** WORK TO COMPLETE **
Reproduce the whole listing, keeping every character the same.

** SOURCE RECORDS **
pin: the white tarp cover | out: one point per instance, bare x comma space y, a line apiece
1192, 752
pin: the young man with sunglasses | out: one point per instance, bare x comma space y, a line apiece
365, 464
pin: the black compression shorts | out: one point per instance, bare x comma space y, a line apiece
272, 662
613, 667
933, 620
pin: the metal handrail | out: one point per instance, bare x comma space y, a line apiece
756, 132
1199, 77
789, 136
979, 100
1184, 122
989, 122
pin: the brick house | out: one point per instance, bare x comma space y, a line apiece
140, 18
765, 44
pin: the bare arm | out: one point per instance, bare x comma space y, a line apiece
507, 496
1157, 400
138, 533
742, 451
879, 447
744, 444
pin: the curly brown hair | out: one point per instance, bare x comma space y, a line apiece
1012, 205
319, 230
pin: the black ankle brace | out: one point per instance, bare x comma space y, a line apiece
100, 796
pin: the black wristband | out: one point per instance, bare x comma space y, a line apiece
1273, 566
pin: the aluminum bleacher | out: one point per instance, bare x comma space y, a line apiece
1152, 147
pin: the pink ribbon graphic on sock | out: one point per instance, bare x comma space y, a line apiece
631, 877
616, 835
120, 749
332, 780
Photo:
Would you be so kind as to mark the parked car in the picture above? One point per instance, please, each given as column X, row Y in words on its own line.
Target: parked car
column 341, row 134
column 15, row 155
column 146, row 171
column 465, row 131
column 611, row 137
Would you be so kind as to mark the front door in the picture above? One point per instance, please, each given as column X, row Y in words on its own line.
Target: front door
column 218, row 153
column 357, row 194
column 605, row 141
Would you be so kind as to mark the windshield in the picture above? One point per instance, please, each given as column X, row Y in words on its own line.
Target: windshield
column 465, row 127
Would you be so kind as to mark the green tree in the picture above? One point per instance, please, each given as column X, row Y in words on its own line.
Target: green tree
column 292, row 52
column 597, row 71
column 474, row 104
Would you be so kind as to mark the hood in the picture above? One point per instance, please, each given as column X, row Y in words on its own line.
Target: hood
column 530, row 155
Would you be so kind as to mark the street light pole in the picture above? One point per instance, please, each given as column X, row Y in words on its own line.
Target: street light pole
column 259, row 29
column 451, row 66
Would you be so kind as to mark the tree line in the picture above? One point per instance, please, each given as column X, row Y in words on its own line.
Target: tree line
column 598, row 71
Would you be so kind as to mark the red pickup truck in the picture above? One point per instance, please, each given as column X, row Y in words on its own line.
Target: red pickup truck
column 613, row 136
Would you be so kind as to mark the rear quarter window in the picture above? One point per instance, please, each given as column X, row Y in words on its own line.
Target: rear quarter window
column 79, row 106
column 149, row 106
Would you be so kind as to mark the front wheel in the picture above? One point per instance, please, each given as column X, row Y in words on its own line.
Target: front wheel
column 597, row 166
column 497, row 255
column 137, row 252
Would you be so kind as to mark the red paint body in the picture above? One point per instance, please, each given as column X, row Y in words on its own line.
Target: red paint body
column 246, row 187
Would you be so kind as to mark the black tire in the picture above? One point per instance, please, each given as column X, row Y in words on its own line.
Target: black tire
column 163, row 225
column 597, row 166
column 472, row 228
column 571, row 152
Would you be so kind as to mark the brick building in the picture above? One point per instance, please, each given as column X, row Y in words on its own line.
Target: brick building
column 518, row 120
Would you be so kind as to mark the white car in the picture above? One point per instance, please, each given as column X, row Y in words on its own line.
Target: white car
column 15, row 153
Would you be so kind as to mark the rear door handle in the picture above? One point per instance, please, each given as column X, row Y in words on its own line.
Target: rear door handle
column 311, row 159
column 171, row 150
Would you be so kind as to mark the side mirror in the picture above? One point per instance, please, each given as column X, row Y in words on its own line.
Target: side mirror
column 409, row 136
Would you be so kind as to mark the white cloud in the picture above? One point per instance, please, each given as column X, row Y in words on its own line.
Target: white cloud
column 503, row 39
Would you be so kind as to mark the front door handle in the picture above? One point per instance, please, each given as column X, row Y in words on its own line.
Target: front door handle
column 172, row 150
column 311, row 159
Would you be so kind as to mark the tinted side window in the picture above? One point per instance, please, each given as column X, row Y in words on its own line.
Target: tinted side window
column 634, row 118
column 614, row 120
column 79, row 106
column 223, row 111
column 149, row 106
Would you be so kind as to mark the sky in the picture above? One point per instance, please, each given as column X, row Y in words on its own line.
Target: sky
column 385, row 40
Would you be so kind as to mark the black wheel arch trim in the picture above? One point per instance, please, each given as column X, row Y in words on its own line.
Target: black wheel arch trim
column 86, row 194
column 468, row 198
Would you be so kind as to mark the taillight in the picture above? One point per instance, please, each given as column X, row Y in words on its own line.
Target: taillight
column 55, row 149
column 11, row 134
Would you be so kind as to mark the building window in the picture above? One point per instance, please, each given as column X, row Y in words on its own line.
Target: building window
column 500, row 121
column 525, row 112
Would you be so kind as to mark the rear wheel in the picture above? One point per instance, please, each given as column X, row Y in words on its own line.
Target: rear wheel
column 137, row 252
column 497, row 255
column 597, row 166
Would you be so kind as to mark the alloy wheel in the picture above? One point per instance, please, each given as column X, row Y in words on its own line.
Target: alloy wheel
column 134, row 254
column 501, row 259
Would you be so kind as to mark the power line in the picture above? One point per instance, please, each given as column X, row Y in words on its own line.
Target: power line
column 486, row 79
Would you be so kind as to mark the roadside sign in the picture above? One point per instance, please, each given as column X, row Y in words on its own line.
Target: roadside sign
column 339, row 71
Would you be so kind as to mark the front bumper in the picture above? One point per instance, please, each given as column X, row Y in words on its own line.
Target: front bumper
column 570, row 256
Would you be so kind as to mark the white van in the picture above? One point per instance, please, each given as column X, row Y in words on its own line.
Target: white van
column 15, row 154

** SOLUTION FOR THIS TASK **
pin: the white tarp cover | out: one point per instance, bare x comma space y, a line apiece
1192, 752
pin: the young man with sunglasses | out: one point per instance, bare x comma space y, a line apiece
365, 464
pin: the black compression shorts | out: one point per instance, bare x comma space y, a line apiece
272, 662
613, 667
933, 620
pin: the metal handrail | out: one point per instance, bare x comma space y, a line apiece
756, 132
1199, 77
789, 136
979, 100
1184, 122
989, 122
pin: the brick house | out: one point per instance, bare x comma space y, a line apiece
140, 18
765, 44
pin: the bare arm | out: one point per instance, bare x comma space y, a line apiece
507, 496
1157, 400
138, 533
742, 451
879, 447
744, 444
pin: the curly brown hair | out: one point per instance, bare x comma space y, a line apiece
1012, 205
319, 230
pin: the black ankle brace | out: one point per instance, bare x comma space y, a line apiece
100, 796
pin: the black wristband | out: one point per instance, bare x comma space y, a line apiece
1273, 566
pin: the aluminum bleacher | out: one point per instance, bare x comma space y, a line apiece
1152, 147
pin: the pink ribbon graphic on sock | out: one point per instance, bare x comma space y, a line apiece
631, 877
616, 835
120, 749
332, 780
Photo:
Would you be so kind as to mark the parked car in the picture above? One point per instance, please, each given as column X, row Y in words on its own line.
Target: parked car
column 341, row 134
column 15, row 155
column 146, row 171
column 465, row 131
column 611, row 137
Would you be so kind as to mark the front door in the picture above? One point per instance, please, each given as column X, row Y in words on its own line.
Target: front door
column 218, row 153
column 357, row 194
column 605, row 141
Would you be so kind as to mark the windshield in the picture above? One point per instance, please, each given as column X, row Y in words on its own line.
Target: windshield
column 465, row 127
Would you be so kind as to mark the green tree in the picture above? One point per instance, please, each given as column X, row Y in words on its own line.
Target: green tree
column 292, row 52
column 597, row 71
column 474, row 104
Would you be so kind as to mark the hood in the picture above? One point per instance, please, each given as column X, row Y in words on its own line.
Target: hood
column 530, row 155
Would you be so kind as to mark the street light pole in the picture above? One point per instance, please, each given as column X, row Y in words on its own line.
Target: street light pole
column 259, row 29
column 451, row 66
Would you be so kind as to mark the tree line in the picture above? One point per instance, please, each given as column X, row Y in words on its own line.
Target: tree line
column 598, row 71
Would you be so kind as to mark the red pickup truck in the picture above? One point per instance, please, each given as column X, row Y in words on its own line.
Target: red pickup truck
column 613, row 136
Would you be so kind as to mark the rear quarter window in the picture above? One point per instance, please, each given as column X, row Y in words on its own line.
Target: rear quarter window
column 79, row 106
column 149, row 106
Would you be so kind as to mark the front wheel in the picture above? One point per instance, please, each given as column X, row Y in words on its own line.
Target: front wheel
column 597, row 166
column 497, row 255
column 137, row 252
Would you be so kind as to mark the red paint body in the picture above? One point per instance, please, each given as column X, row Y in words on its own line.
Target: red paint body
column 246, row 187
Would you be so kind as to mark the black tire in the picture above? One point per instance, please, each given as column X, row Y in words on its own line.
Target: black tire
column 163, row 225
column 597, row 166
column 472, row 228
column 571, row 152
Would you be so kind as to mark the brick building in the picture above? One point per instance, please, each given as column X, row Y in words on its own line.
Target: brick building
column 518, row 120
Would you be so kind as to mark the white car in the picture above? One point per instance, please, each given as column X, row Y in words on its own line.
Target: white car
column 15, row 153
Would you be so kind as to mark the rear door handle in the picture above? One point per instance, please, each given as column X, row Y in words on its own line.
Target: rear door handle
column 311, row 159
column 171, row 150
Would you be so kind as to mark the side mirror in the picture above? One point per instance, please, each given as column X, row Y in words on its own line.
Target: side mirror
column 409, row 136
Would you be so kind as to mark the white cloud in the picture above? One point per instance, please, each given as column X, row Y in words on its own line.
Target: white cloud
column 503, row 39
Would you be so kind as to mark the front door handle in the picture above? One point per instance, please, each given as column X, row Y in words on its own line.
Target: front door handle
column 172, row 150
column 311, row 159
Would you be so kind as to mark the tinted side window in the picture above? One point per instance, please, each given as column X, row Y in words on its own line.
Target: tinted side window
column 634, row 118
column 614, row 120
column 79, row 106
column 223, row 111
column 149, row 106
Would you be so kind as to mark the sky in the picture above? One point per instance, please, each given as column X, row Y in words on its own line.
Target: sky
column 385, row 40
Would you be so kind as to mark the black wheel arch trim in the picture above? One point per instance, please, each given as column X, row Y in words on its own line.
Target: black wheel arch trim
column 86, row 194
column 468, row 198
Would you be so kind as to mark the taillight in the picture above? One point per instance, please, each given as column X, row Y in words on its own line.
Target: taillight
column 55, row 149
column 11, row 134
Would you be so kind as to mark the building window in the picture above? One point per instance, please, each given as column X, row Y in words on its own line.
Target: building window
column 500, row 121
column 525, row 112
Would you be so kind as to mark the rear wheel in the picture above? One point per instance, please, each given as column X, row Y in words on its own line.
Target: rear wheel
column 137, row 252
column 497, row 255
column 597, row 166
Would you be so kind as to mark the alloy wheel in the picture above? One point per instance, please, each given as column X, row Y in words on its own line.
Target: alloy wheel
column 134, row 254
column 501, row 259
Would you be so kind as to mark the power line in the picture above? One point per instance, please, each given as column X, row Y in words on its own line.
Target: power line
column 486, row 79
Would you be so kind as to mark the roadside sign in the picture above? One point per instance, please, each given as column X, row Y in words on its own line.
Target: roadside sign
column 339, row 71
Would you be so kind as to mark the front bumper in the picture above? One point per instance, please, each given as column X, row Y in words on its own line.
Target: front bumper
column 570, row 256
Would you be so kind as to mark the white van in the picture above? One point per instance, please, each given as column X, row Y in words on its own line.
Target: white van
column 15, row 154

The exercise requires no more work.